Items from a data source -
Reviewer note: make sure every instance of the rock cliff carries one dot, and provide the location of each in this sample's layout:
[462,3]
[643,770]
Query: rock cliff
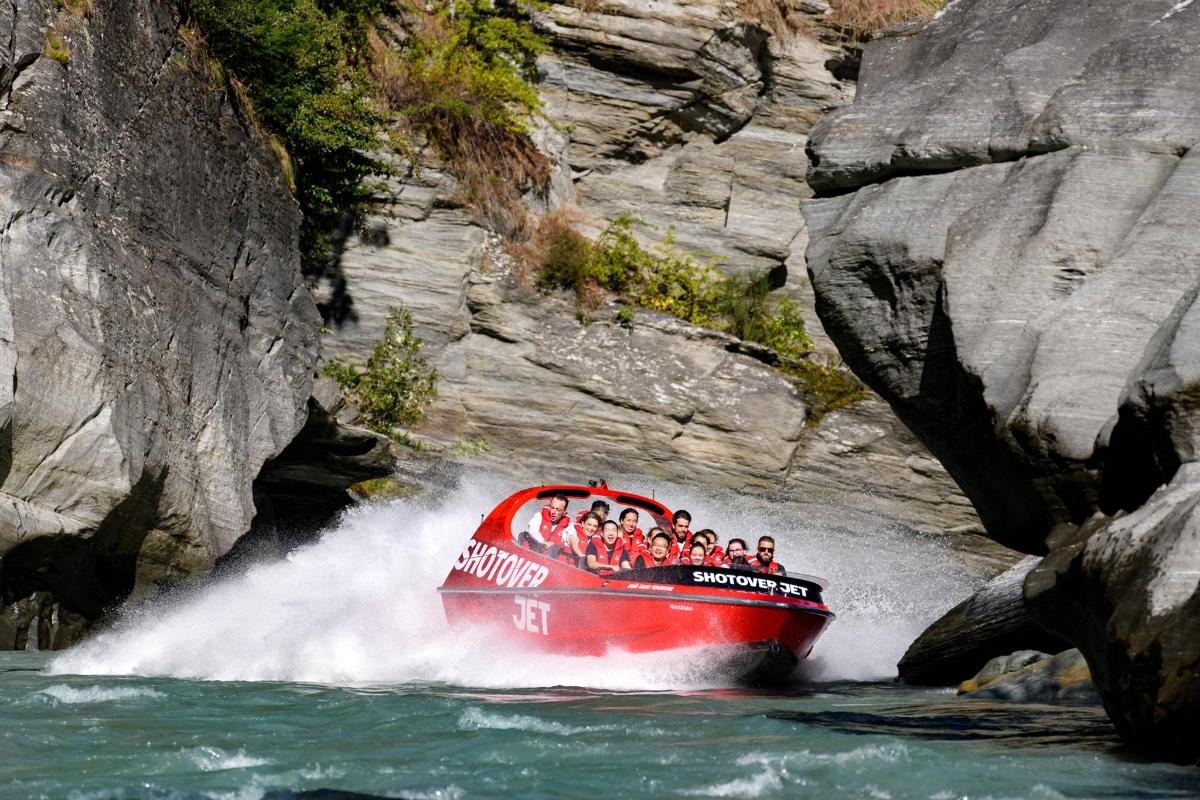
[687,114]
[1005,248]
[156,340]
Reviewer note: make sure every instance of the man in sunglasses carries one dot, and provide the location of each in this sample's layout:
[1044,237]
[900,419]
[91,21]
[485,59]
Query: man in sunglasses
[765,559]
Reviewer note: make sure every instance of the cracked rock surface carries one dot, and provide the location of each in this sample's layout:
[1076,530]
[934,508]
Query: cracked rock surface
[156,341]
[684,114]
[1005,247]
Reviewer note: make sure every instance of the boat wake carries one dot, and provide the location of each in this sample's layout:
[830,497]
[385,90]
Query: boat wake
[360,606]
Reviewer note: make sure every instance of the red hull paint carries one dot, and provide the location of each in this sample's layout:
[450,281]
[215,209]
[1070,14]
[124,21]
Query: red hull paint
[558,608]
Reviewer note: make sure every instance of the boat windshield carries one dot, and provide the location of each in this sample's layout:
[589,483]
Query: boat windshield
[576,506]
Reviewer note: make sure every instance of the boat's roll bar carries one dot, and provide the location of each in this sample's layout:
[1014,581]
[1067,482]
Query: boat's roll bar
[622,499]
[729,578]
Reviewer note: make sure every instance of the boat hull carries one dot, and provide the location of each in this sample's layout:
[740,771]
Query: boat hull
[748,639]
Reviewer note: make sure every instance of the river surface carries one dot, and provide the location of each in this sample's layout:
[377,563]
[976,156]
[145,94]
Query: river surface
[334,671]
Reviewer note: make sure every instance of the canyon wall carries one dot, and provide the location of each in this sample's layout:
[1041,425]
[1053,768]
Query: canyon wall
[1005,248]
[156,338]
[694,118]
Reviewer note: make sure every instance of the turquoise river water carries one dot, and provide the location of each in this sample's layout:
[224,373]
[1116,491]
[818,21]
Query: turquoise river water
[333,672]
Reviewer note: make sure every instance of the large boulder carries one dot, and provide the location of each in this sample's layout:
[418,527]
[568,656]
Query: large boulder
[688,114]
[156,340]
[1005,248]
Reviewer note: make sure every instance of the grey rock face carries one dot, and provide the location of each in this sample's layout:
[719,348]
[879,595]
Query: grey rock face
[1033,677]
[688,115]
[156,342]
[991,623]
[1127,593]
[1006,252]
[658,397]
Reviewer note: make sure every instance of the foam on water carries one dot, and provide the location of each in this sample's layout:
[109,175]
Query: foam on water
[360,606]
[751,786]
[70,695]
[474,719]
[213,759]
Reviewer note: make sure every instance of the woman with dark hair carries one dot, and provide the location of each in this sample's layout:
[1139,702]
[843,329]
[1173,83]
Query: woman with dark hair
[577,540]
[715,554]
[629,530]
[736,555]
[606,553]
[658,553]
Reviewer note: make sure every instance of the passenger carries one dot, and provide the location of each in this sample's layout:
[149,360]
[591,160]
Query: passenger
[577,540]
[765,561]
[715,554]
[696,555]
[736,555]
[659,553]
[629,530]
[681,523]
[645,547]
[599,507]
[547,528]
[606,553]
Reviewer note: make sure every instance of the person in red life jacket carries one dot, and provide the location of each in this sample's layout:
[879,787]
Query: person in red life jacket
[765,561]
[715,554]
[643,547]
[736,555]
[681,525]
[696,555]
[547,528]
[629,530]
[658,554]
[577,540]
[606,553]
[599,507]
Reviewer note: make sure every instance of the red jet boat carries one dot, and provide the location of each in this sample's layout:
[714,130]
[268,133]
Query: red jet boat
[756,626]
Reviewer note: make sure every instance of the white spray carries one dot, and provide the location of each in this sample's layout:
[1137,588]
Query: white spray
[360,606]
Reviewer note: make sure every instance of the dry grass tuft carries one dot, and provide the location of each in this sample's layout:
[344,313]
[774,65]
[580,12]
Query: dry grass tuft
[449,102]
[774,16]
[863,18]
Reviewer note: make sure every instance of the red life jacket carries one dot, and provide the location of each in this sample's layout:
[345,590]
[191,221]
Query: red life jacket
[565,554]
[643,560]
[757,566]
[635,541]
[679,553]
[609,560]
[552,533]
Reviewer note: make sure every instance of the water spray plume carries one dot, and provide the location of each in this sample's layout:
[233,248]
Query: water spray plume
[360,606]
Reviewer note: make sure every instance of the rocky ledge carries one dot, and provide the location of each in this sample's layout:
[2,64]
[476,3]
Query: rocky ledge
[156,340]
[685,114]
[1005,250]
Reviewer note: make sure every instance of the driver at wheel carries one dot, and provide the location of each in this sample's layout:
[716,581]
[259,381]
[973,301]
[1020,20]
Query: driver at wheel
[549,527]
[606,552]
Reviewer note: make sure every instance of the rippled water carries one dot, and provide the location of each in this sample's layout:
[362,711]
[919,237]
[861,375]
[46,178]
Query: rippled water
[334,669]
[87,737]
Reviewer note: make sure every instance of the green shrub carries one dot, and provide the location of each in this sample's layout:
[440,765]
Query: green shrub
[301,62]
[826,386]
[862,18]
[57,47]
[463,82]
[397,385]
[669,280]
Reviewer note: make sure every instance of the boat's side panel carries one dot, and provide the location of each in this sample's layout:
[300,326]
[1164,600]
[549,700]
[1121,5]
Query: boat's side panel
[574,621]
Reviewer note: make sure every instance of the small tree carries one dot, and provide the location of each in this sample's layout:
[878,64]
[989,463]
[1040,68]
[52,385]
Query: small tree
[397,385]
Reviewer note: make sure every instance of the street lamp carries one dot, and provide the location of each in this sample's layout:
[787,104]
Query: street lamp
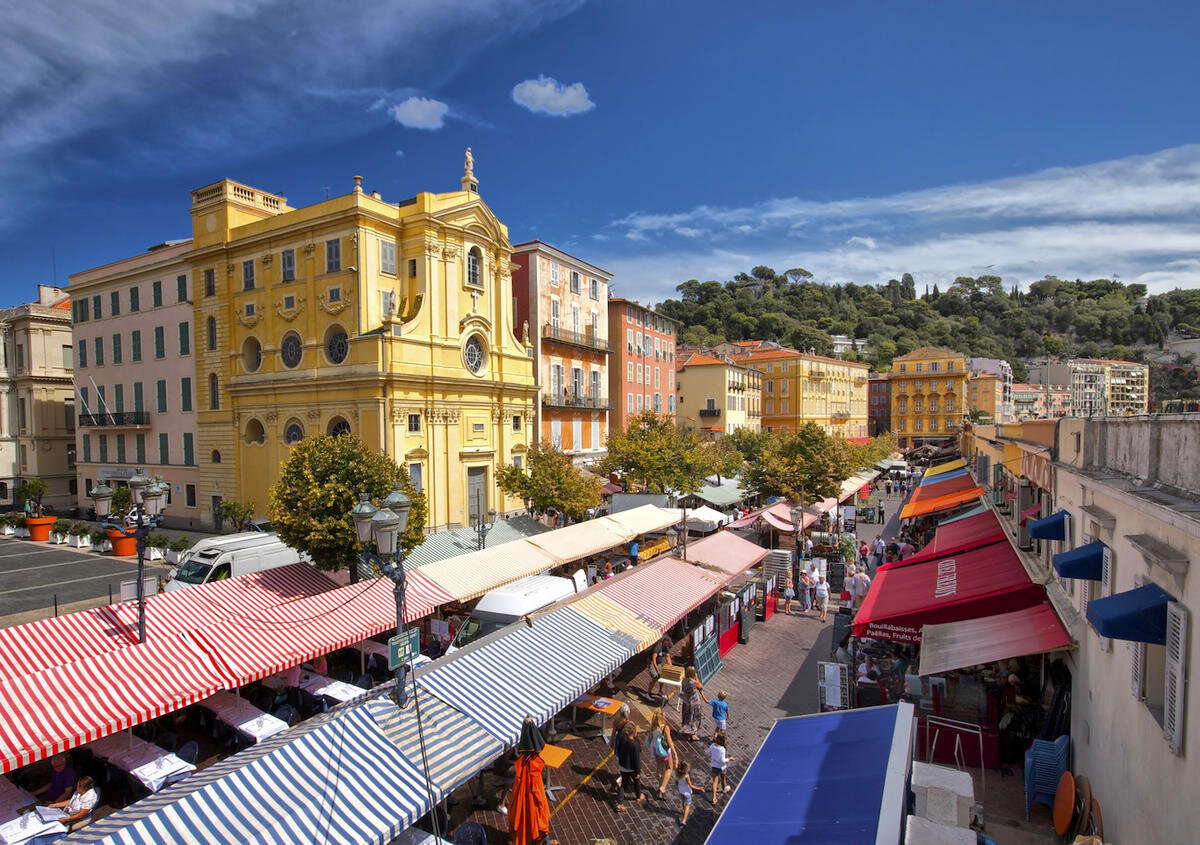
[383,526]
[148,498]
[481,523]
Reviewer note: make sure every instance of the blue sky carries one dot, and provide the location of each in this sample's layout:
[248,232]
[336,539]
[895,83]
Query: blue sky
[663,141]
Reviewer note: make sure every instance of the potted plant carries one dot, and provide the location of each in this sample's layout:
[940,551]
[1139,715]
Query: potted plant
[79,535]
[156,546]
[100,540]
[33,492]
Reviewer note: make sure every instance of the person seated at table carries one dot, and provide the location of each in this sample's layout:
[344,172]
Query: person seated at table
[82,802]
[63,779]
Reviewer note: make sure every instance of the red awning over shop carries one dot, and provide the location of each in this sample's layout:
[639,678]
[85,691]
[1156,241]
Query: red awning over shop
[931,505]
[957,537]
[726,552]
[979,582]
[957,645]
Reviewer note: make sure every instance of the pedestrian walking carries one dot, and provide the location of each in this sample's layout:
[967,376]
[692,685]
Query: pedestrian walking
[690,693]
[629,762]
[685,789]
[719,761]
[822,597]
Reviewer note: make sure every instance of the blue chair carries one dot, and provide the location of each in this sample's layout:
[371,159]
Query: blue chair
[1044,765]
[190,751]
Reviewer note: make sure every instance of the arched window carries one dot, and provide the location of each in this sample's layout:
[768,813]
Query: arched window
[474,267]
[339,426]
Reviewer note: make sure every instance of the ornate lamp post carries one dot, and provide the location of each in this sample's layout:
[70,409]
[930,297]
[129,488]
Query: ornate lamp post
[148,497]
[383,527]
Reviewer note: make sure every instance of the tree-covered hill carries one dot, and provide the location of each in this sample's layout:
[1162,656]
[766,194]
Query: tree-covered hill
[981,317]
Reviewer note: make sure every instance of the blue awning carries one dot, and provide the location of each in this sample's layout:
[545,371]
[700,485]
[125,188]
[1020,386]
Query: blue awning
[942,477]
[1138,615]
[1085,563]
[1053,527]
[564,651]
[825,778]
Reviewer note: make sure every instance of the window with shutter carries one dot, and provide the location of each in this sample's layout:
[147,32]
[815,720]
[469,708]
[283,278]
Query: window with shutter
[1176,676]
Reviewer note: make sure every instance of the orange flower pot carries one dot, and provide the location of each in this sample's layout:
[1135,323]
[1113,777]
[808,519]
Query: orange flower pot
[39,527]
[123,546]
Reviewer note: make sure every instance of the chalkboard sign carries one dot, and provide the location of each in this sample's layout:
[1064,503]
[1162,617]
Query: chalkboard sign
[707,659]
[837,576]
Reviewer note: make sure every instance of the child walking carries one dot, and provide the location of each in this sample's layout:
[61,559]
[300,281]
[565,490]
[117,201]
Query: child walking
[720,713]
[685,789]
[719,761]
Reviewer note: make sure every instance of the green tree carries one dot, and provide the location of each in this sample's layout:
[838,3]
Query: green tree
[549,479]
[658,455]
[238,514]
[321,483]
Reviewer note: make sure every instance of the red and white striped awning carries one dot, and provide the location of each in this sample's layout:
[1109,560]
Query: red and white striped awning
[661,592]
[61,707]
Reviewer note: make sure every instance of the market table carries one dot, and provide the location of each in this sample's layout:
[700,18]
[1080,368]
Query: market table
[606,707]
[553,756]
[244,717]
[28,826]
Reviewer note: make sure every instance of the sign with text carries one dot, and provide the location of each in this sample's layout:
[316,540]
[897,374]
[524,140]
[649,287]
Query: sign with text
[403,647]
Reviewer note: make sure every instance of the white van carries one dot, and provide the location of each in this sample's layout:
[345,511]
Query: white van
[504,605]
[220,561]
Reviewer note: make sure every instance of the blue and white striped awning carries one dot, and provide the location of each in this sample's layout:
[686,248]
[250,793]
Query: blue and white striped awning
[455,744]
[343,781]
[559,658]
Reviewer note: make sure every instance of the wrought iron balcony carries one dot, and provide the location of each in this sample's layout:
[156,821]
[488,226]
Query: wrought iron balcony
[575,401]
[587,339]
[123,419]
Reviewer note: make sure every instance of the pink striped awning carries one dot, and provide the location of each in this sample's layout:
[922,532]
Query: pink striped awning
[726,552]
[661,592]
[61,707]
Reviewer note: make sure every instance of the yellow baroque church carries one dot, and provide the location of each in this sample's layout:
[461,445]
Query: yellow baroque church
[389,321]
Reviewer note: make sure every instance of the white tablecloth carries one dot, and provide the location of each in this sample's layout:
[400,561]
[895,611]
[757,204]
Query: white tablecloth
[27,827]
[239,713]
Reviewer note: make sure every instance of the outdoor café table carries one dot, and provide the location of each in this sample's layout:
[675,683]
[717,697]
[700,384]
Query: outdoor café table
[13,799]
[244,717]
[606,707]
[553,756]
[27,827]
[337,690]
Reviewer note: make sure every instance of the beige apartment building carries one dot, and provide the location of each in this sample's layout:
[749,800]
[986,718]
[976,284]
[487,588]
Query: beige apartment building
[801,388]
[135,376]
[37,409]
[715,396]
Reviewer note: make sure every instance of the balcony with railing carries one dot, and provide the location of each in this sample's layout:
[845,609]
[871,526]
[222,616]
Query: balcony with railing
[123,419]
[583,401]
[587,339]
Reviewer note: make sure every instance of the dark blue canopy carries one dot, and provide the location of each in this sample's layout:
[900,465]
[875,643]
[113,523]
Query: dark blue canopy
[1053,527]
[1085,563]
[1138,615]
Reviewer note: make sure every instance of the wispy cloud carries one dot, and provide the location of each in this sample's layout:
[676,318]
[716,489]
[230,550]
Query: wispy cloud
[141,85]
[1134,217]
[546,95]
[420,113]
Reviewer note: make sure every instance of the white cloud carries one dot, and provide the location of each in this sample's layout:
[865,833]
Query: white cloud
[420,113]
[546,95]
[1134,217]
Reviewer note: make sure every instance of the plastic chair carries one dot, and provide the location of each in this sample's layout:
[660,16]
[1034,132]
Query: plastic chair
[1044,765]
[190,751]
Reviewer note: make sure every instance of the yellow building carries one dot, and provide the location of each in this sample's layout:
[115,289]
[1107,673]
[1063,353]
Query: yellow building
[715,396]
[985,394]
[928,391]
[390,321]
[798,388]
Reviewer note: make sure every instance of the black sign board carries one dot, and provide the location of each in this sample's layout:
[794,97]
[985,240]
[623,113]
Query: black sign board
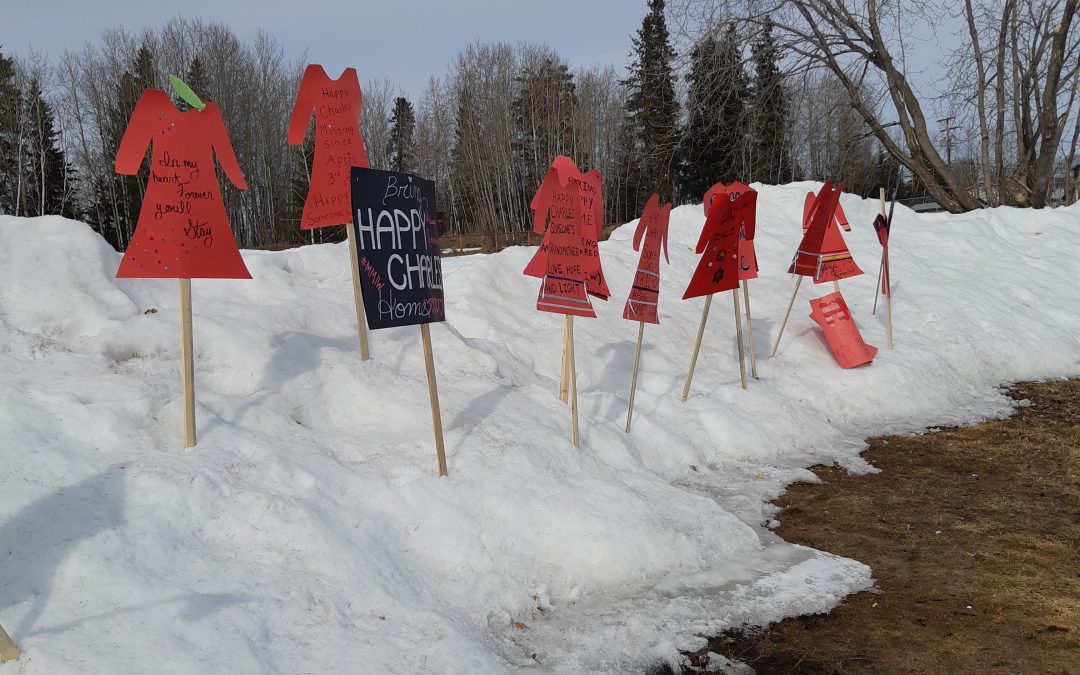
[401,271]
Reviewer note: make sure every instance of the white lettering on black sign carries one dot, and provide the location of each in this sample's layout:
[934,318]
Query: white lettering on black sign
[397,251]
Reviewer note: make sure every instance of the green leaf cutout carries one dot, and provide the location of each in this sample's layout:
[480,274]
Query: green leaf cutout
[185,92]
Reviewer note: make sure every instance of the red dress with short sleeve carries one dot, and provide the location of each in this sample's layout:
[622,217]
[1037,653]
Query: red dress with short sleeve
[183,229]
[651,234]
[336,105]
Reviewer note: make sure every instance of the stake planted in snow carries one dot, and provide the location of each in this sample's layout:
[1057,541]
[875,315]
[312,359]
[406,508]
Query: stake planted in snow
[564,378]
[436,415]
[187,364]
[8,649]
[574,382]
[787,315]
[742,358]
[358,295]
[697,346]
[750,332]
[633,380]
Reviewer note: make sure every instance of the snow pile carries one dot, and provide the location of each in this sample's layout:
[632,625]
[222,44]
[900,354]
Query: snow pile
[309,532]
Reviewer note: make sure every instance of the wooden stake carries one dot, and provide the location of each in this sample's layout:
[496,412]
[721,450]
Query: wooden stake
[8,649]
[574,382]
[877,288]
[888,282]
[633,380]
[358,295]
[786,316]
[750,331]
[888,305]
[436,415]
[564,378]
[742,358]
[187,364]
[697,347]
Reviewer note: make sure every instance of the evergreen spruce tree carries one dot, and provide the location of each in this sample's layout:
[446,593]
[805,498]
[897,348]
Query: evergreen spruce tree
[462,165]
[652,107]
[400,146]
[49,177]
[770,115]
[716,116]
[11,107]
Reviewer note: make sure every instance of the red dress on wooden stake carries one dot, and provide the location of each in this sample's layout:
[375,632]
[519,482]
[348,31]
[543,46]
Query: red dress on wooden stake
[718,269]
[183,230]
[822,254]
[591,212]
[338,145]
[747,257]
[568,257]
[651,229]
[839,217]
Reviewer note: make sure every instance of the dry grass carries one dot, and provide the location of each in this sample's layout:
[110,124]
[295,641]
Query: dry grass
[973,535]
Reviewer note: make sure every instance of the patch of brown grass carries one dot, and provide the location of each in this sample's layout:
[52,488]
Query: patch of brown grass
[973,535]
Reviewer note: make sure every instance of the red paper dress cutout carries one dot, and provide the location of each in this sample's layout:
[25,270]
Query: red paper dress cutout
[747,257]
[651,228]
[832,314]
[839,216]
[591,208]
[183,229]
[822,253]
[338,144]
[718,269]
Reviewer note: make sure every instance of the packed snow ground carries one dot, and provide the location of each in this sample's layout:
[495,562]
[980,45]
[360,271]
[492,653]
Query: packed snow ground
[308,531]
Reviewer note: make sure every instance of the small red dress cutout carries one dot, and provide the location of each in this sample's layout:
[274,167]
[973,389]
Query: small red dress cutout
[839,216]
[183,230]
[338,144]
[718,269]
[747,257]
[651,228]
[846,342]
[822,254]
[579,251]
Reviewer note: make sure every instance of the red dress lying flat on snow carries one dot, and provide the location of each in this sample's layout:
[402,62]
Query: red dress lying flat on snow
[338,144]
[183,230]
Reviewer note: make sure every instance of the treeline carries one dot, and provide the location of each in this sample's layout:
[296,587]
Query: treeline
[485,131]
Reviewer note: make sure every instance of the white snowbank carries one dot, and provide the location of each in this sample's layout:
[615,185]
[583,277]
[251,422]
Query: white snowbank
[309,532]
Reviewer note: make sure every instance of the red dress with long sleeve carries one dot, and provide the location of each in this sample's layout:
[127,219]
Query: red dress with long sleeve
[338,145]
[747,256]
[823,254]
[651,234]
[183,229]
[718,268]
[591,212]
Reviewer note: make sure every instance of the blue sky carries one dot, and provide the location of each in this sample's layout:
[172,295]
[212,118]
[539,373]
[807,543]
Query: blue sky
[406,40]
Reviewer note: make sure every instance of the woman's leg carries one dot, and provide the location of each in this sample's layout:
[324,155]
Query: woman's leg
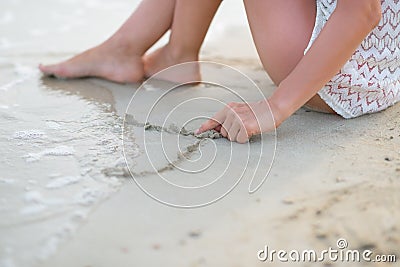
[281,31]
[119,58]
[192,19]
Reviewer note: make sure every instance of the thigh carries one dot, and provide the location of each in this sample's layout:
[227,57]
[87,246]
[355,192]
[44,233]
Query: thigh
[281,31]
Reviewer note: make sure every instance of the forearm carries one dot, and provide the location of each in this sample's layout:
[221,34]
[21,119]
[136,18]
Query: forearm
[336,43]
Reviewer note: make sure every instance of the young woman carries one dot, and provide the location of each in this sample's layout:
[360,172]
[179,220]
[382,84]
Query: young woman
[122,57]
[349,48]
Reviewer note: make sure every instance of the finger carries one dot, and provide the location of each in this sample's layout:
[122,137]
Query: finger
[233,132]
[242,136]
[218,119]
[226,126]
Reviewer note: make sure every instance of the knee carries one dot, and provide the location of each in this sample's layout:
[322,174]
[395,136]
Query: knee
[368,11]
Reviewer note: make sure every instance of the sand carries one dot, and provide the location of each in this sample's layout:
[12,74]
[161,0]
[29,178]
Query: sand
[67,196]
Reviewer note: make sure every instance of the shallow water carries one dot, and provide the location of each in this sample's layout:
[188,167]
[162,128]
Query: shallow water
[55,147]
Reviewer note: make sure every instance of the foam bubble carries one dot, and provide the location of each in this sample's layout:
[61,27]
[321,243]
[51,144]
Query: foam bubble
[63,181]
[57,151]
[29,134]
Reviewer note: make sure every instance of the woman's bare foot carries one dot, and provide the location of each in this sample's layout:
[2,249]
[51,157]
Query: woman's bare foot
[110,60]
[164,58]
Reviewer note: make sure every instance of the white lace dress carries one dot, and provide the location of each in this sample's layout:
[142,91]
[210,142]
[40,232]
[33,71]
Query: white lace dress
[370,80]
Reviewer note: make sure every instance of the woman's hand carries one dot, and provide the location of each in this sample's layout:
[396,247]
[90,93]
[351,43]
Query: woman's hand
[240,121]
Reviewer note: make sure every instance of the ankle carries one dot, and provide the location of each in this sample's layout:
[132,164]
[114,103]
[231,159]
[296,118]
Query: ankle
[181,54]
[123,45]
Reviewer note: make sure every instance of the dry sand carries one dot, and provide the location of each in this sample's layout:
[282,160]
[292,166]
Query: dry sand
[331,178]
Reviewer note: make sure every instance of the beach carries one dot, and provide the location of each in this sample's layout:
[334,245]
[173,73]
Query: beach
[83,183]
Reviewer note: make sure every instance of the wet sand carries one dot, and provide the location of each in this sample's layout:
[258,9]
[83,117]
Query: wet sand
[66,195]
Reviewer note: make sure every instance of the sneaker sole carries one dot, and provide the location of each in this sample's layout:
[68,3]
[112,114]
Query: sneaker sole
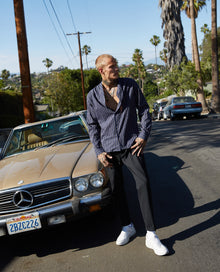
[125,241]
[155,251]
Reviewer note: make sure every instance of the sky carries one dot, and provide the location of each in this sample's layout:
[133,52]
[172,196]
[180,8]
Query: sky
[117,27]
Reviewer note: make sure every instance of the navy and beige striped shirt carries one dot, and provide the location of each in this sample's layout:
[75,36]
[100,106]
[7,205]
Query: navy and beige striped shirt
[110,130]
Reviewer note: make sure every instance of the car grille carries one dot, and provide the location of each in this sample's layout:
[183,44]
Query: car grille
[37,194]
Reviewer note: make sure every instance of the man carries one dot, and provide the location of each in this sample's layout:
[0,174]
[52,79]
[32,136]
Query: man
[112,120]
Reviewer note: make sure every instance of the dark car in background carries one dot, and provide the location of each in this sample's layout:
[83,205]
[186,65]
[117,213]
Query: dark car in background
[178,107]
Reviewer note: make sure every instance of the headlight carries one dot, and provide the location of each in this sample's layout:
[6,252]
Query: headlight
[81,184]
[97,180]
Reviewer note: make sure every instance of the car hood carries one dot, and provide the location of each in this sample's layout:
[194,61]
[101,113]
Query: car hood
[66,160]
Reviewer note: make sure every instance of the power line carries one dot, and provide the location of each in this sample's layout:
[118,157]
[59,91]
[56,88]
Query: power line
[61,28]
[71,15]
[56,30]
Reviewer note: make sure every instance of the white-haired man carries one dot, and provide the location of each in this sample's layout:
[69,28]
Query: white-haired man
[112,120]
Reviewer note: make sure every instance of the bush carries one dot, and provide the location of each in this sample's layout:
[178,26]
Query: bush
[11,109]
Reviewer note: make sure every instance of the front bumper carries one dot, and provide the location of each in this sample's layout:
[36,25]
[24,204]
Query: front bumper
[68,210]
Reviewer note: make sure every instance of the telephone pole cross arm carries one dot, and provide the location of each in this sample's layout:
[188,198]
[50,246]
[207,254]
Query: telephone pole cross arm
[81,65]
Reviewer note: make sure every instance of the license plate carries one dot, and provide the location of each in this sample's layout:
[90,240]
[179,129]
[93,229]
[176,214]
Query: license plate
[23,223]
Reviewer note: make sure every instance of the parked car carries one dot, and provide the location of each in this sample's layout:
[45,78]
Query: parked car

Given request -
Rewrite every line from the line with "Reviewer note: make sure every instance of the telephone" through the end of the records, adding 22 to each number in the answer coordinates and leaving all other coordinates unchanged.

The solution -
Reviewer note: make sure every instance of the telephone pole cross arm carries one dot, and provide the location of each in this sample's layout:
[188,198]
[50,246]
[207,254]
Query: telephone pole cross arm
[103,87]
Reviewer note: make sure every instance of the license plate carries one dot, and provide the location of each in this sample's layout:
[90,240]
[179,129]
[93,229]
[176,214]
Query: license plate
[45,245]
Reviewer note: make sure every instance of the parked car carries one dot, and provide the location of each in this sample's layout:
[45,78]
Query: parked car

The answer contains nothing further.